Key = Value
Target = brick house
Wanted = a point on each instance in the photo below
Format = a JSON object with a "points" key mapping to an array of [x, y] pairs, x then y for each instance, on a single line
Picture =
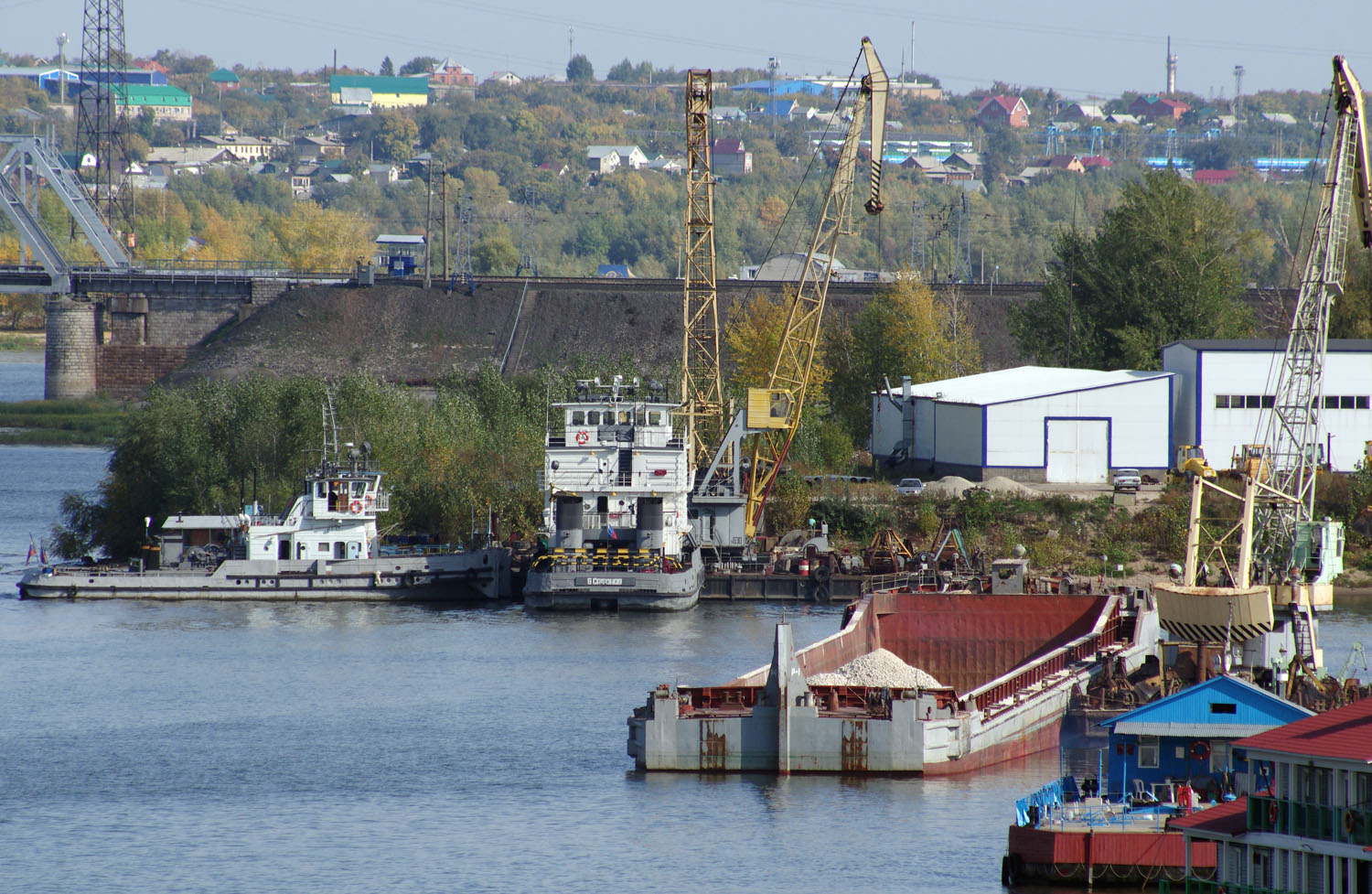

□ □ □

EXERCISE:
Restate each entry word for word, leaving out any pictures.

WRITTEN RESPONSE:
Key = Value
Target = brick house
Wanted = a point on each instance in the photo below
Format = a JSON object with a "points" key mapping to an array of [x, y] pairs, x then y for each instance, on a single line
Picture =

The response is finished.